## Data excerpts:
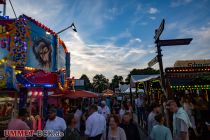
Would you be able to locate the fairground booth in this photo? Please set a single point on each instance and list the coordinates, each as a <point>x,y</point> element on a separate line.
<point>34,63</point>
<point>190,77</point>
<point>147,85</point>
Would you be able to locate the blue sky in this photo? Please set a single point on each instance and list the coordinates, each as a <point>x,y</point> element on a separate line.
<point>115,36</point>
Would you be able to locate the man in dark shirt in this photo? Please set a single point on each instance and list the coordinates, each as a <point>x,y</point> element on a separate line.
<point>130,128</point>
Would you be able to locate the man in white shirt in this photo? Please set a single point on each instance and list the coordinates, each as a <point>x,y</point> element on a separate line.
<point>104,110</point>
<point>95,124</point>
<point>55,126</point>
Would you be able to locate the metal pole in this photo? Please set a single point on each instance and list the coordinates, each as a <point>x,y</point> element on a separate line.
<point>4,9</point>
<point>161,68</point>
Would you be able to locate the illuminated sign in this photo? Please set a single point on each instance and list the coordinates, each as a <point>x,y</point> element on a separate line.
<point>192,63</point>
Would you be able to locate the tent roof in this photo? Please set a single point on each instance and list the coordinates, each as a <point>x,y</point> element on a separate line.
<point>80,94</point>
<point>143,78</point>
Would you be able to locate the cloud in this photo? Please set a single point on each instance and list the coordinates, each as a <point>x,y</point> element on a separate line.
<point>104,58</point>
<point>112,13</point>
<point>171,26</point>
<point>123,35</point>
<point>152,18</point>
<point>176,3</point>
<point>152,10</point>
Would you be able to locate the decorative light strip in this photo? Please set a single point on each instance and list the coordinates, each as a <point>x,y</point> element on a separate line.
<point>187,69</point>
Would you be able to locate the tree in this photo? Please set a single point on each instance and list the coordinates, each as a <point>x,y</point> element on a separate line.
<point>141,72</point>
<point>87,83</point>
<point>116,81</point>
<point>100,82</point>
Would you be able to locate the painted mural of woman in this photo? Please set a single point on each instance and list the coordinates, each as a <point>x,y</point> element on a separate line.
<point>42,50</point>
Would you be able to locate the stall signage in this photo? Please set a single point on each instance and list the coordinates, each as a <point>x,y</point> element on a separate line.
<point>192,63</point>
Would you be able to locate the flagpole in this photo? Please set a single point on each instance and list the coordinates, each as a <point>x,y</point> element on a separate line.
<point>72,25</point>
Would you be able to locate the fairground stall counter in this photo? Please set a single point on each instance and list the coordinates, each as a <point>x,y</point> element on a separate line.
<point>34,62</point>
<point>192,81</point>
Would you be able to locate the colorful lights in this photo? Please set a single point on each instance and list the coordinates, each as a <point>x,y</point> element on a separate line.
<point>192,87</point>
<point>35,93</point>
<point>187,69</point>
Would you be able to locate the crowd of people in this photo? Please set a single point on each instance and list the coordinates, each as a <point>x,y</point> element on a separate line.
<point>112,119</point>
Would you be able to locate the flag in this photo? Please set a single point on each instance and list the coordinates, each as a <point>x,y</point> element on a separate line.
<point>73,27</point>
<point>2,1</point>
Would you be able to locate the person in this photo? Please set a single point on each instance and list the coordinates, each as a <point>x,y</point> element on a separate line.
<point>19,124</point>
<point>114,132</point>
<point>159,131</point>
<point>42,50</point>
<point>95,124</point>
<point>130,128</point>
<point>71,132</point>
<point>151,118</point>
<point>55,123</point>
<point>188,107</point>
<point>78,116</point>
<point>139,102</point>
<point>104,110</point>
<point>181,121</point>
<point>122,111</point>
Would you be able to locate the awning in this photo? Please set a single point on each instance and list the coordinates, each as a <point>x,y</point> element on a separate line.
<point>143,78</point>
<point>80,94</point>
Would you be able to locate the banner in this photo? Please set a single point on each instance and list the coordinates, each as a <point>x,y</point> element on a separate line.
<point>7,77</point>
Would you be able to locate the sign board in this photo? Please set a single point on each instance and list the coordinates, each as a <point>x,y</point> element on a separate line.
<point>153,61</point>
<point>172,42</point>
<point>159,31</point>
<point>192,63</point>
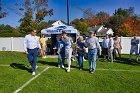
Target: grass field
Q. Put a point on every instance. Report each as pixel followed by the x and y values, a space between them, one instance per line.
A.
pixel 119 77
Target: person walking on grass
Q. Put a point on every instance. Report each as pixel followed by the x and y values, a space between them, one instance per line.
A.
pixel 80 51
pixel 43 46
pixel 93 45
pixel 105 46
pixel 31 46
pixel 110 48
pixel 68 49
pixel 61 53
pixel 117 47
pixel 134 48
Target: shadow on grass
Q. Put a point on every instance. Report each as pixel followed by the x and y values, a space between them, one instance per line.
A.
pixel 125 61
pixel 54 64
pixel 20 66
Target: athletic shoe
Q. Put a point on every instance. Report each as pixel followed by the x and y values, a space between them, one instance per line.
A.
pixel 129 60
pixel 63 66
pixel 36 66
pixel 93 71
pixel 68 70
pixel 58 66
pixel 33 73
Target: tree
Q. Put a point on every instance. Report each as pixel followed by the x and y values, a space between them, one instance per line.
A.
pixel 129 25
pixel 80 25
pixel 103 18
pixel 2 12
pixel 31 8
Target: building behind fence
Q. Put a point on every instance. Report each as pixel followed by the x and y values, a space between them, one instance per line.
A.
pixel 16 44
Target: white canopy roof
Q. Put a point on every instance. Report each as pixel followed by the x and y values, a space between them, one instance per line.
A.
pixel 58 27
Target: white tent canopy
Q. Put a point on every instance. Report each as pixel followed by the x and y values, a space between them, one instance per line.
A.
pixel 58 27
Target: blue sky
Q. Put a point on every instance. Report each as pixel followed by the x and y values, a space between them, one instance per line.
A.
pixel 59 7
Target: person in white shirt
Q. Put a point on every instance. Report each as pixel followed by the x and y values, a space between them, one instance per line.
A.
pixel 105 46
pixel 31 46
pixel 134 48
pixel 117 47
pixel 68 48
pixel 110 47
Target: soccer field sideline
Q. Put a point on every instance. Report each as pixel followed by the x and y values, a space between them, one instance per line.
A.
pixel 117 70
pixel 49 67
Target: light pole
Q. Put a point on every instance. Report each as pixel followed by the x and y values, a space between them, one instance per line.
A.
pixel 67 12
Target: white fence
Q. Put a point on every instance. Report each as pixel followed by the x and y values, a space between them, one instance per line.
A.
pixel 16 44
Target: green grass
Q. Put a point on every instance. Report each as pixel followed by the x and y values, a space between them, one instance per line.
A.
pixel 56 80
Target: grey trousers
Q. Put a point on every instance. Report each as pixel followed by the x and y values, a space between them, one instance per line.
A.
pixel 117 51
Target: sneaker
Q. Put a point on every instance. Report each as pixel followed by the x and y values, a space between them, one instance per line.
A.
pixel 68 70
pixel 90 69
pixel 93 71
pixel 33 73
pixel 36 66
pixel 58 66
pixel 129 60
pixel 63 66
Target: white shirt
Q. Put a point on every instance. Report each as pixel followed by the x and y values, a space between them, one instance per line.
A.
pixel 95 42
pixel 31 42
pixel 111 43
pixel 105 42
pixel 68 42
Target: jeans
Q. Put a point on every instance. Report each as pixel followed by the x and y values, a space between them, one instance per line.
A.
pixel 92 58
pixel 80 59
pixel 117 50
pixel 32 58
pixel 110 52
pixel 61 58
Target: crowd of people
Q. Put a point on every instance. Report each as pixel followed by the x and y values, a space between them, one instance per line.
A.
pixel 110 48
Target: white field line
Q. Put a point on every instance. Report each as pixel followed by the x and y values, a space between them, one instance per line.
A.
pixel 119 70
pixel 28 82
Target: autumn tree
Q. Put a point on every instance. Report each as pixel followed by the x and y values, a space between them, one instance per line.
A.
pixel 80 25
pixel 34 13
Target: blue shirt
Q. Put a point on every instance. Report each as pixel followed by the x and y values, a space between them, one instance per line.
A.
pixel 68 42
pixel 31 42
pixel 134 42
pixel 81 45
pixel 105 42
pixel 95 43
pixel 111 43
pixel 61 46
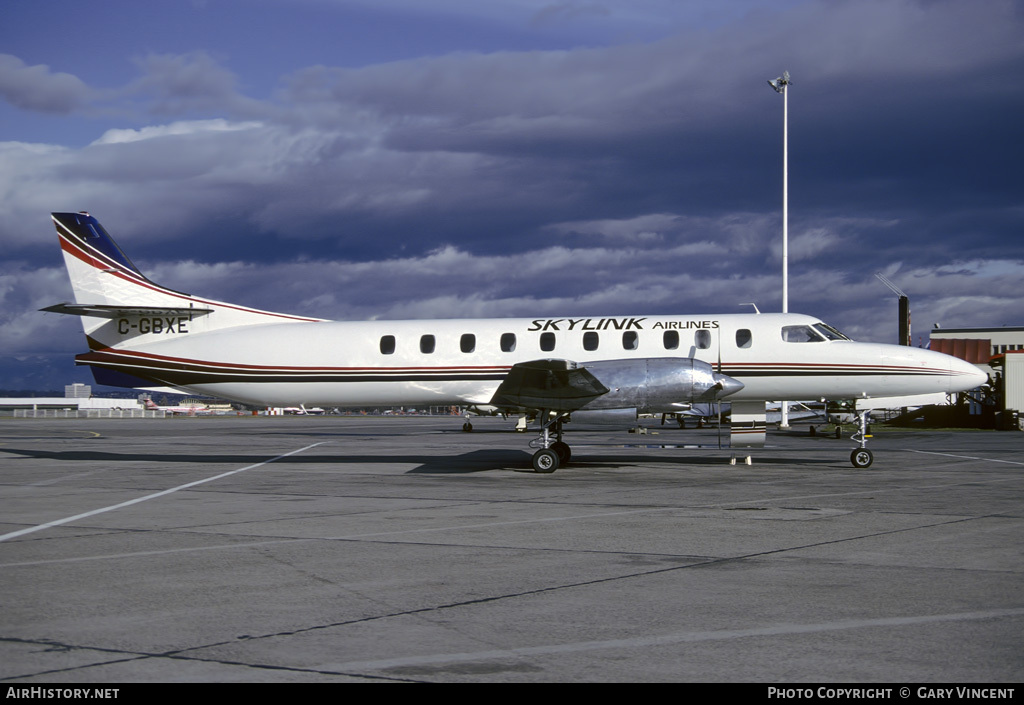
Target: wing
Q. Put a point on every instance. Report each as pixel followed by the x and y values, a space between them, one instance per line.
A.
pixel 554 384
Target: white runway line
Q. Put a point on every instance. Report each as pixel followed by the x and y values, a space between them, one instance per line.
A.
pixel 68 520
pixel 666 639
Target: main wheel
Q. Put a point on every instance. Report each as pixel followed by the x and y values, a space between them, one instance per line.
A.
pixel 861 457
pixel 563 451
pixel 545 460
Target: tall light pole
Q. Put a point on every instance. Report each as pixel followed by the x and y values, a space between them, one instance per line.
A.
pixel 781 85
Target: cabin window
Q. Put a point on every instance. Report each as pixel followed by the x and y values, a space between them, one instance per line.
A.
pixel 801 334
pixel 829 332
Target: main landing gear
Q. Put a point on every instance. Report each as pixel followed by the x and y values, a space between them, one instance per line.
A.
pixel 554 452
pixel 861 457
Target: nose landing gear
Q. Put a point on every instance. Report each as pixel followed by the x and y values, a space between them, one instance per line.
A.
pixel 553 453
pixel 861 457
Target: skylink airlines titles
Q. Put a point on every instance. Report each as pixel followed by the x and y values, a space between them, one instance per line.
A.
pixel 615 324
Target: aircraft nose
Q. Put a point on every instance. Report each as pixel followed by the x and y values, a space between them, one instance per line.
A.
pixel 726 385
pixel 965 375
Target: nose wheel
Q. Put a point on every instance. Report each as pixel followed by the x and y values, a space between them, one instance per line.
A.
pixel 861 457
pixel 554 452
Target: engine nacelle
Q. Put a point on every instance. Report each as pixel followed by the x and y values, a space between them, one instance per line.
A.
pixel 657 384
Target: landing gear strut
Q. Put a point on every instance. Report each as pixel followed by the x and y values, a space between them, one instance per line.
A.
pixel 554 452
pixel 861 457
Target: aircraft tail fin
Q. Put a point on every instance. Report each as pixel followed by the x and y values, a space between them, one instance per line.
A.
pixel 120 306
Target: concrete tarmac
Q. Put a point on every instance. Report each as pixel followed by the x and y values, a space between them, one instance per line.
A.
pixel 401 549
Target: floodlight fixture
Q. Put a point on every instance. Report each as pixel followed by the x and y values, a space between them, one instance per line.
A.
pixel 780 83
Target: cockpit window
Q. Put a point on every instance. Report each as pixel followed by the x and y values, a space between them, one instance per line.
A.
pixel 801 334
pixel 829 332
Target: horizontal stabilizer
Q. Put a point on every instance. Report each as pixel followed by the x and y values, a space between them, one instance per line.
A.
pixel 554 384
pixel 113 312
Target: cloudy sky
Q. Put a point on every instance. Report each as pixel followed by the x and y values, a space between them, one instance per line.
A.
pixel 352 159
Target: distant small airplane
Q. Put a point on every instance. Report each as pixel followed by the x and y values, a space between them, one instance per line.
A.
pixel 143 335
pixel 189 409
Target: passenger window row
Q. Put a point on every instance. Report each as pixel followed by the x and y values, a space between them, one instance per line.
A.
pixel 591 341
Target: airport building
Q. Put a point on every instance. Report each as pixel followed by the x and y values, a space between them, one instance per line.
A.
pixel 77 402
pixel 998 351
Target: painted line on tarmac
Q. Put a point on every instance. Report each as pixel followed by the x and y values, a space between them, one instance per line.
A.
pixel 68 520
pixel 668 639
pixel 969 457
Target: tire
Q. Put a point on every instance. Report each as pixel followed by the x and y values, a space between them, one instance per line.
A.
pixel 563 451
pixel 545 461
pixel 861 457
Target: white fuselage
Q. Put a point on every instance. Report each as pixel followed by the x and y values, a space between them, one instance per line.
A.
pixel 439 362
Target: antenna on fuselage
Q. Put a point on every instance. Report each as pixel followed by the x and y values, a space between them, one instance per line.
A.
pixel 904 309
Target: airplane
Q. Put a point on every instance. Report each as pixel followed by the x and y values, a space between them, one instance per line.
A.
pixel 190 409
pixel 142 334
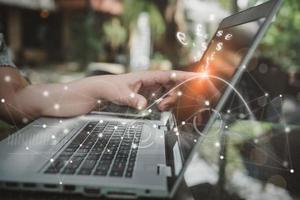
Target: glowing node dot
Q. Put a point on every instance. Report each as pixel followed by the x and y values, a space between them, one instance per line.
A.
pixel 132 95
pixel 212 17
pixel 287 129
pixel 179 93
pixel 45 93
pixel 25 120
pixel 158 100
pixel 56 106
pixel 66 131
pixel 207 103
pixel 204 75
pixel 173 75
pixel 7 78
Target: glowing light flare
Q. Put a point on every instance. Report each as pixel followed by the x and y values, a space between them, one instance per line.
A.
pixel 182 38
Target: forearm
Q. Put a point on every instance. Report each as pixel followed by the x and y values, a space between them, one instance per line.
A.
pixel 59 100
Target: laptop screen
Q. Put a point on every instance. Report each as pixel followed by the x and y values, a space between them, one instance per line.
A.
pixel 199 97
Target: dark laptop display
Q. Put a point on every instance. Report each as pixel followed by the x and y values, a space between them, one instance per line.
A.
pixel 230 49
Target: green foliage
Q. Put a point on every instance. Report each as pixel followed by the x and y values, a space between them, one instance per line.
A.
pixel 114 33
pixel 87 42
pixel 132 10
pixel 282 42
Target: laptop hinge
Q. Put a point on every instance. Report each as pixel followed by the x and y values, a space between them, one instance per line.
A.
pixel 163 170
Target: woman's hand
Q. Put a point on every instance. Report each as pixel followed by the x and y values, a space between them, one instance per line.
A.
pixel 23 102
pixel 134 89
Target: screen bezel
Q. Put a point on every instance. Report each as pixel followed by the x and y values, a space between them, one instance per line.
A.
pixel 266 10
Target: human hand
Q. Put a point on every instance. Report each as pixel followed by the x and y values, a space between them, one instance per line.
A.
pixel 133 89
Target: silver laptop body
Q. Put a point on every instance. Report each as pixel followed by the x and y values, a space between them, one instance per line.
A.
pixel 31 157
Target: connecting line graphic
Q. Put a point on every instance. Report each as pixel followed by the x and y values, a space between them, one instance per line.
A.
pixel 148 108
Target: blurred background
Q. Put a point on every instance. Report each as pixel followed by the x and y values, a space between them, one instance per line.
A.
pixel 63 40
pixel 58 40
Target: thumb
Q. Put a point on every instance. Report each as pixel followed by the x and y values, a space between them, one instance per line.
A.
pixel 137 101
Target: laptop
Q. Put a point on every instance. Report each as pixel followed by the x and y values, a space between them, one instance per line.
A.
pixel 133 156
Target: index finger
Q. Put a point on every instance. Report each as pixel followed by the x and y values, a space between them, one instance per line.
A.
pixel 166 77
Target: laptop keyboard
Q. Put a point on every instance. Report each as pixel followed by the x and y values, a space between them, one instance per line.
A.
pixel 100 149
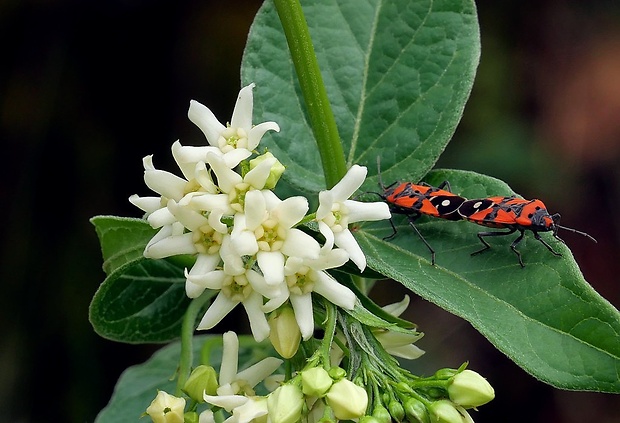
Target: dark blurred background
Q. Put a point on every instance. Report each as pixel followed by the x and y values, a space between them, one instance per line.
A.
pixel 88 88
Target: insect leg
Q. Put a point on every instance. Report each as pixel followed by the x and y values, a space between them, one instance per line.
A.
pixel 555 253
pixel 411 220
pixel 481 236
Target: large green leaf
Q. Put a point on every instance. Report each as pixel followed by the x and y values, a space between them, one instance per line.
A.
pixel 141 300
pixel 545 316
pixel 397 74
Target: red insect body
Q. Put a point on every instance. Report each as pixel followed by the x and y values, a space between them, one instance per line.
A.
pixel 515 214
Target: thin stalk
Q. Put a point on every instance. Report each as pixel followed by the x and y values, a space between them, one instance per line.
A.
pixel 313 90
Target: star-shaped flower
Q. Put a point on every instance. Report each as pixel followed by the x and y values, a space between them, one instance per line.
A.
pixel 236 141
pixel 336 212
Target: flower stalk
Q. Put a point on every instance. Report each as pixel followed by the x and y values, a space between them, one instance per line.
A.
pixel 313 89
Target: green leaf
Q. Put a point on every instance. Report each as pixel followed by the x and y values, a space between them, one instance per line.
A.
pixel 138 385
pixel 545 316
pixel 397 75
pixel 143 302
pixel 122 240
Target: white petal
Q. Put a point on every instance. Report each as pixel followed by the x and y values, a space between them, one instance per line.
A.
pixel 327 232
pixel 334 291
pixel 147 204
pixel 302 305
pixel 226 178
pixel 254 374
pixel 230 354
pixel 258 176
pixel 171 246
pixel 255 209
pixel 359 211
pixel 258 321
pixel 161 217
pixel 191 219
pixel 271 263
pixel 203 118
pixel 300 244
pixel 346 241
pixel 350 183
pixel 257 132
pixel 254 408
pixel 396 309
pixel 242 114
pixel 217 311
pixel 326 202
pixel 165 183
pixel 290 211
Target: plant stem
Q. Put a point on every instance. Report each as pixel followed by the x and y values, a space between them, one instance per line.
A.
pixel 187 332
pixel 313 90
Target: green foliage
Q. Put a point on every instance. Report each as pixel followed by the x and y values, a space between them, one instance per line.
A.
pixel 398 75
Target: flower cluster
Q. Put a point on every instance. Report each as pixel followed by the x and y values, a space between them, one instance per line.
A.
pixel 309 396
pixel 246 240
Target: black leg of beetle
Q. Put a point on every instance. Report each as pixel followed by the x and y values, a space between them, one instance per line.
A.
pixel 514 244
pixel 411 220
pixel 555 253
pixel 446 185
pixel 411 217
pixel 481 236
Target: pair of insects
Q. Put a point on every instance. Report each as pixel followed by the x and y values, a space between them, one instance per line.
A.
pixel 512 213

## Exercise:
Beginning with the line above that contains "Target: thumb" and finishing with the line that contains "Target: white petal", print those lines exactly and only. Skip all pictures.

## Task answer:
Target: thumb
Q. Put a point on every instance. Report each as pixel followed by the x and y values, a space between them, one instance per line.
A.
pixel 137 101
Target: laptop
Q. Put a point on every instance. Report each as pixel followed by the x and y values, a space between them, one instance per line.
A.
pixel 133 156
Target: index finger
Q. Put a point on every instance. Report each as pixel followed by the x and y values, a space between them, one instance per line.
A.
pixel 166 77
Target: laptop keyboard
Q. Put a point on every instance. Report each as pixel followed by the x and y values, a space between them, one instance per line.
A.
pixel 100 149
Target: dark blurred background
Q. Put a point on every instance. Report each as pixel followed by the x and y values, a space between them, one instance per line.
A.
pixel 88 88
Target: insect leg
Q. Put a point on every instance. Report each as pixel followed by the x and y values, a space between them, one instance per line.
A.
pixel 555 253
pixel 411 220
pixel 481 236
Target: large green leaf
Q. Put a point on every instance. Report each as pixel followed by the x and y values, a space between them, one instance per line.
A.
pixel 141 300
pixel 545 316
pixel 397 74
Target: red insect body
Q. Put a point on every instance. Report each as pixel followed by the x and y values, a space between them, one instance per line.
A.
pixel 515 214
Target: thin stalk
Q. Put a point on every instance. Report each as pixel followed by the x and y values, a space between them, one instance per line.
A.
pixel 313 90
Target: star-shaped flower
Q. Put a point on every instance. Report each as pixel followed by the x and y values, a space between them, one instance per line.
A.
pixel 236 141
pixel 336 212
Target: flower stalk
Q. Put a point on every instance. Report each as pixel followed by the x and y values, a space between them, one instance per line.
A.
pixel 313 89
Target: green leaf
Q. Put a point on every instance. Report each as pixel followed by the x and y values, a space between them, one instance per line.
A.
pixel 138 385
pixel 545 316
pixel 397 75
pixel 143 302
pixel 122 240
Target: white petal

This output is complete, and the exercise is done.